■ **TAREA A**
Imprime sin ningún cambio el fragmento del texto sobre Madre Teresa que empieza con las palabras "Estamos en un" y termina con "santidad de Cristo.".
■ **TAREA B**
Según el texto sobre Madre Teresa, ¿en qué verano visitó ella Taizé?
■ **TAREA C**
Escribe la continuación del texto sobre Madre Teresa a partir del punto en que se detiene.

■ **DOCUMENTO FUENTE**

»»

Estamos en un mundo en el que coexisten la luz y las tinieblas. Madre Teresa invitaba con su vida a elegir la luz. A través de ella abrió un camino de santidad para tantos otros. Éramos muchos los que nos alegramos en la Plaza de San Pedro el 19 de octubre cuando el Papa Juan Pablo II, declarándola beata, propuso su ejemplo a los creyentes.
Madre Teresa hizo accesibles estas palabras escritas por san Agustín cuatro siglos después de Cristo: «Ama y dilo con tu vida». Cuando estas palabras son vividas, la confianza en Dios toma credibilidad y se transmite.
Me fue dado y tuve a bien compartir en varias ocasiones con Madre Teresa. Con frecuencia era posible discernir en ella los reflejos de la santidad de Cristo.
En el verano de 1976 hizo una visita a Taizé. La colina estaba llena de jóvenes de numerosos países. Juntos escribimos esta oración: «Oh Dios, Padre de cada ser humano, tú pides a todos que llevemos el amor allí donde los pobres son humillados, la reconciliación allí donde los seres humanos están rotos, la alegría donde la Iglesia se estremece... Tú nos abres este camino para que nosotros seamos fermentos de comunión en toda la familia humana.»

««

[Líneas extraídas]
»»

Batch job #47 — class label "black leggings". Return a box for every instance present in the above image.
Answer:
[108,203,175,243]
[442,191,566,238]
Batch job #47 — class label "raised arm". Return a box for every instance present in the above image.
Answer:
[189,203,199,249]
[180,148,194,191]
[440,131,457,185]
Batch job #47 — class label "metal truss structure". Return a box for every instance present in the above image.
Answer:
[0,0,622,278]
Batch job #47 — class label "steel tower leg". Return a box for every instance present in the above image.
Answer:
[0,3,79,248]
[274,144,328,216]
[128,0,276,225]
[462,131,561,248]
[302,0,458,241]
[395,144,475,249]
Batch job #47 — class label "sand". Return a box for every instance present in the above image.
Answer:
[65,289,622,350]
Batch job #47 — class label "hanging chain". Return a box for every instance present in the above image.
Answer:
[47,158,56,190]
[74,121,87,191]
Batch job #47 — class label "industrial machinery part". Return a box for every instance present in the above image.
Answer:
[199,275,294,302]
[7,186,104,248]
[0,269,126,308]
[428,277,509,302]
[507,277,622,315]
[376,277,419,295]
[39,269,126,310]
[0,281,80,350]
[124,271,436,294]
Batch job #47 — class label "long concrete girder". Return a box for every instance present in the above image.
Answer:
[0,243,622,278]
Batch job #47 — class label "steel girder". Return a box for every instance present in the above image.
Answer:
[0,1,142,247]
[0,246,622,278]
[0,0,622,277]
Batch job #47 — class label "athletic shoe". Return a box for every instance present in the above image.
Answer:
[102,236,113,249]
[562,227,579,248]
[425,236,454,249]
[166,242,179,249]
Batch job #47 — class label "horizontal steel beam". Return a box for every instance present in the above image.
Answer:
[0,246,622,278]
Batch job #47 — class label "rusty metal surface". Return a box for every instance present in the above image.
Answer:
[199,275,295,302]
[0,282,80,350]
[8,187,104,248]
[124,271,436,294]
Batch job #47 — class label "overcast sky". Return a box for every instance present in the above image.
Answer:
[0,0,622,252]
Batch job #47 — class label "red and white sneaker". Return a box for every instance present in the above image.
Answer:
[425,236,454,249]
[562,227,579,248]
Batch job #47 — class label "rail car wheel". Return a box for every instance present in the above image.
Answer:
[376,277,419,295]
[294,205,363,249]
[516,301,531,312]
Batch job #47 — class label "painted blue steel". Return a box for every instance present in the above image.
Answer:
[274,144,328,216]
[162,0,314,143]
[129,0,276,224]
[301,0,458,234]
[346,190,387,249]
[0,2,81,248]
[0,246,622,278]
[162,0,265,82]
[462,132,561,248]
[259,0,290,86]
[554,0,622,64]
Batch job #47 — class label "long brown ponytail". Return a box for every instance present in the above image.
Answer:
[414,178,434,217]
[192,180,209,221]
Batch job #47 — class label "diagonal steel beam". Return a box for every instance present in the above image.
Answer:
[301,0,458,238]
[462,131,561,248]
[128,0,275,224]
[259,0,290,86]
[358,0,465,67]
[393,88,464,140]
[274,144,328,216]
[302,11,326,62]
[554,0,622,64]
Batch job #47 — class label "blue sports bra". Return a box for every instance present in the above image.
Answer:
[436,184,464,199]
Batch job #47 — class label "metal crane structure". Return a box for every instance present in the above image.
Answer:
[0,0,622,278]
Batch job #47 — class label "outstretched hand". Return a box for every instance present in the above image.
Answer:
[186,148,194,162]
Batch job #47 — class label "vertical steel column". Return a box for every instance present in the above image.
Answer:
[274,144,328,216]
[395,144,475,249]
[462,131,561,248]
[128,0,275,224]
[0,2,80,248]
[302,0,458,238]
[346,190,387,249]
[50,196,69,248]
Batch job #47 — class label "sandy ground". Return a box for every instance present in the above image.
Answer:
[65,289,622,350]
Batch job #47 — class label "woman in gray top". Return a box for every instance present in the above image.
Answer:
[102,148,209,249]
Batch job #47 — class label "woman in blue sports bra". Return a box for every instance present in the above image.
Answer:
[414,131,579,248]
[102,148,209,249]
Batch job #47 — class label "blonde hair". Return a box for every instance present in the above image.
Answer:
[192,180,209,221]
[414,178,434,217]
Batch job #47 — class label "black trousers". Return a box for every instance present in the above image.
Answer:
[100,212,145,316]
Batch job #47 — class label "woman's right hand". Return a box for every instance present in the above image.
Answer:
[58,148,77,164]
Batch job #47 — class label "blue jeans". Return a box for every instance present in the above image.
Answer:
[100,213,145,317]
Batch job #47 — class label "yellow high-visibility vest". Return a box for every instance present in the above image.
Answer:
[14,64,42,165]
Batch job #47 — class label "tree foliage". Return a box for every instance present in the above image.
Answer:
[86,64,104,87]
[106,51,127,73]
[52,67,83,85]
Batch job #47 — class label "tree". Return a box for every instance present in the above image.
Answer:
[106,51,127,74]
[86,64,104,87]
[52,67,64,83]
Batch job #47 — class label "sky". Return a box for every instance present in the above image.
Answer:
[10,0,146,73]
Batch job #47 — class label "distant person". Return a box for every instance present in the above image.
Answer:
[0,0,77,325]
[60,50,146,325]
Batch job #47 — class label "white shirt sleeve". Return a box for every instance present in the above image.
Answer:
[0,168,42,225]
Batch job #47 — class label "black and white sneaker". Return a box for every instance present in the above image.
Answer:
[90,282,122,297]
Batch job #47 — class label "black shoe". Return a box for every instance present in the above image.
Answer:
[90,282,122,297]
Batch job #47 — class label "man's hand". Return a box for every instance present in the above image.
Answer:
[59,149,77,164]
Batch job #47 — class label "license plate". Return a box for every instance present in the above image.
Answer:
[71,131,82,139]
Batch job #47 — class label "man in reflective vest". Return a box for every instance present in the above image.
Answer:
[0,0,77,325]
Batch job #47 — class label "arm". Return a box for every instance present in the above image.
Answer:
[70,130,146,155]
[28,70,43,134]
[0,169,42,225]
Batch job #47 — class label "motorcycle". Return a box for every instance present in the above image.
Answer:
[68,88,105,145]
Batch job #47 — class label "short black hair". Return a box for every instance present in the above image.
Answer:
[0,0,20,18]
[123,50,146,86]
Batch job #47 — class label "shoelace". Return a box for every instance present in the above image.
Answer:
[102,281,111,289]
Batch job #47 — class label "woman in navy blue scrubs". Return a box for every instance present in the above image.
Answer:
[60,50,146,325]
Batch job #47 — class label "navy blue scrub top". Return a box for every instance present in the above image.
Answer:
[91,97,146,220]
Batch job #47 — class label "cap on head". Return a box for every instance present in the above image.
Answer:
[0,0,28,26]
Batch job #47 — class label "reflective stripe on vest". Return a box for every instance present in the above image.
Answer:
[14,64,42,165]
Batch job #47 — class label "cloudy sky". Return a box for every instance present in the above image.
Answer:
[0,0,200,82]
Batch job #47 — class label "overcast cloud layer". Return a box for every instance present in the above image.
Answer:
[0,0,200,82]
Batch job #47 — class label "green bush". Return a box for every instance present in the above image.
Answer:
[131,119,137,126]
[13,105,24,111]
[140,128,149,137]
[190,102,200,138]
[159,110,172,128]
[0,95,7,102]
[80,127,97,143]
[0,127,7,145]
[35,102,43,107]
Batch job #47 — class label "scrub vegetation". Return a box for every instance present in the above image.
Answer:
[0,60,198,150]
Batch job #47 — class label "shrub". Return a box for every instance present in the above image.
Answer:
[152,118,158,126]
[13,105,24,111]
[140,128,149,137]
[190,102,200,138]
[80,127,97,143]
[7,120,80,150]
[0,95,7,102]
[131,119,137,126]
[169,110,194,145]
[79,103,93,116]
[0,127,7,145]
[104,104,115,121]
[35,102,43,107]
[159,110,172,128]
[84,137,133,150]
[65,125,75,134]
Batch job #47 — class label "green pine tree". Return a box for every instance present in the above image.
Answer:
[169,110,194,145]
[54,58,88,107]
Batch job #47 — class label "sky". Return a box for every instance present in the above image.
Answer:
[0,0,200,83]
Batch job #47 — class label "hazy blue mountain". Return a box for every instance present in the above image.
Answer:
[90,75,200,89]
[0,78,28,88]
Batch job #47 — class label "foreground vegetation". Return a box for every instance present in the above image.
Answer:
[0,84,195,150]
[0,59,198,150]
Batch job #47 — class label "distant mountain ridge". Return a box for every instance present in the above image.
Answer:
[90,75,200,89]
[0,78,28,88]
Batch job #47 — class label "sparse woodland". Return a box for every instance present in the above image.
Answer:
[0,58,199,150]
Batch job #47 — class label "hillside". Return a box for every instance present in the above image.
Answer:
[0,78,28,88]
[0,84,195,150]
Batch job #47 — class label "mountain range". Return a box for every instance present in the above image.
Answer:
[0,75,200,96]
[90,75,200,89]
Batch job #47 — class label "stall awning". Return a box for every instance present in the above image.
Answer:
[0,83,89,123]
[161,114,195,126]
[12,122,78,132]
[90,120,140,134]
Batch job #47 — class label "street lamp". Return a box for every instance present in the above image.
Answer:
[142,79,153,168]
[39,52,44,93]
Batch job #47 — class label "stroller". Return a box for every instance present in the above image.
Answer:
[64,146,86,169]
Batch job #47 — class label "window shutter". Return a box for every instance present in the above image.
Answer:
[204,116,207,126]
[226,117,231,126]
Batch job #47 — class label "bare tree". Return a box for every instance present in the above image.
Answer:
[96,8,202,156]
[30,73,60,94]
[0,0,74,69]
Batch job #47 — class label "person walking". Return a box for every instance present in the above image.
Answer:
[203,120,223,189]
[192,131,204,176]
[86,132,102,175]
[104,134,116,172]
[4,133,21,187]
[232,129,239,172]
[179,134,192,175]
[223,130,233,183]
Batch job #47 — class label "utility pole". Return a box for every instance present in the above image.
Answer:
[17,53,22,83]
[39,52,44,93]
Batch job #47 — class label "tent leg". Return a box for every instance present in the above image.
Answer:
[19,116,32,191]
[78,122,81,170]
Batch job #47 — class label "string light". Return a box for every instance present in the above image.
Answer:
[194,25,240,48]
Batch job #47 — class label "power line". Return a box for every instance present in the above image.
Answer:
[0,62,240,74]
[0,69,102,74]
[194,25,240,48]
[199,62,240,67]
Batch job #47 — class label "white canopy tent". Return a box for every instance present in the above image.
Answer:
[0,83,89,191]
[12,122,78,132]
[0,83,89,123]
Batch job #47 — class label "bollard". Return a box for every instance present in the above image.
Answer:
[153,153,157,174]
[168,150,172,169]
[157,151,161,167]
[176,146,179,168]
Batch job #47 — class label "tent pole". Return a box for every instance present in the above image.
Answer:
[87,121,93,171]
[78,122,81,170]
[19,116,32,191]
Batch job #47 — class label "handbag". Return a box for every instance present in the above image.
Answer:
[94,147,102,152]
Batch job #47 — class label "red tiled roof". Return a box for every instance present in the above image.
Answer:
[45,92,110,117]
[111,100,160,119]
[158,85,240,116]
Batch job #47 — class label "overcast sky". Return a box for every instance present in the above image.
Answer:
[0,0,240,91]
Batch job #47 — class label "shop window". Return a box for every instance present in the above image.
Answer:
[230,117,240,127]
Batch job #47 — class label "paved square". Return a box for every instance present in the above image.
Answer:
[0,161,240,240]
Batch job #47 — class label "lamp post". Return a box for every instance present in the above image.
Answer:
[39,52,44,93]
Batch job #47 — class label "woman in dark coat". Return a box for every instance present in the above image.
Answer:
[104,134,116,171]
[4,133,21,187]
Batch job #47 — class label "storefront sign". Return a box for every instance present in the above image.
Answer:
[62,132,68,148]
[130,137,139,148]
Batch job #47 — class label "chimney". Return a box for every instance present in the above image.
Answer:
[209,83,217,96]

««

■ **RESPUESTA A**
Estamos en un mundo en el que coexisten la luz y las tinieblas. Madre Teresa invitaba con su vida a elegir la luz. A través de ella abrió un camino de santidad para tantos otros. Éramos muchos los que nos alegramos en la Plaza de San Pedro el 19 de octubre cuando el Papa Juan Pablo II, declarándola beata, propuso su ejemplo a los creyentes.
Madre Teresa hizo accesibles estas palabras escritas por san Agustín cuatro siglos después de Cristo: «Ama y dilo con tu vida». Cuando estas palabras son vividas, la confianza en Dios toma credibilidad y se transmite.
Me fue dado y tuve a bien compartir en varias ocasiones con Madre Teresa. Con frecuencia era posible discernir en ella los reflejos de la santidad de Cristo.

■ **RESPUESTA B**
En el verano de 1976.

■ **RESPUESTA C**
Ese mismo año, con algunos de mis hermanos, fuimos a vivir por un tiempo a Calcuta, entre los más pobres. Nos alojamos cerca de su casa, en un barrio desheredado, ruidoso, lleno de niños, en el que la población era mayoritariamente musulmana. Fuimos acogidos por una familia cristiana cuya morada se abría hacia un pequeño cruce de calles con tenderetes y modestos talleres. Madre Teresa venía con frecuencia a rezar con nosotros. A veces me pedía que por las tardes la acompañara para ir a visitar leprosos que no esperaban más que la muerte. Ella intentaba apaciguar sus inquietudes.
A veces tomaba iniciativas espontáneas. Un día, al volver de una visita a los leprosos, me dijo en el coche: «Tengo que pedirle algo, ¡Dígame que sí!». Antes de responder, intenté saber más, pero repetía, «¡Dígame que sí!». Finalmente se explicó: «Dígame que a partir de ahora llevará durante todo el día su vestimenta blanca, ese signo es necesario en las situaciones de nuestra época.» Le respondí: «Sí, hablaré con mis hermanos y lo llevaré con la frecuencia que sea posible.» Entonces hizo que sus hermanas cosieran una vestimenta blanca y quiso coser ella misma una parte.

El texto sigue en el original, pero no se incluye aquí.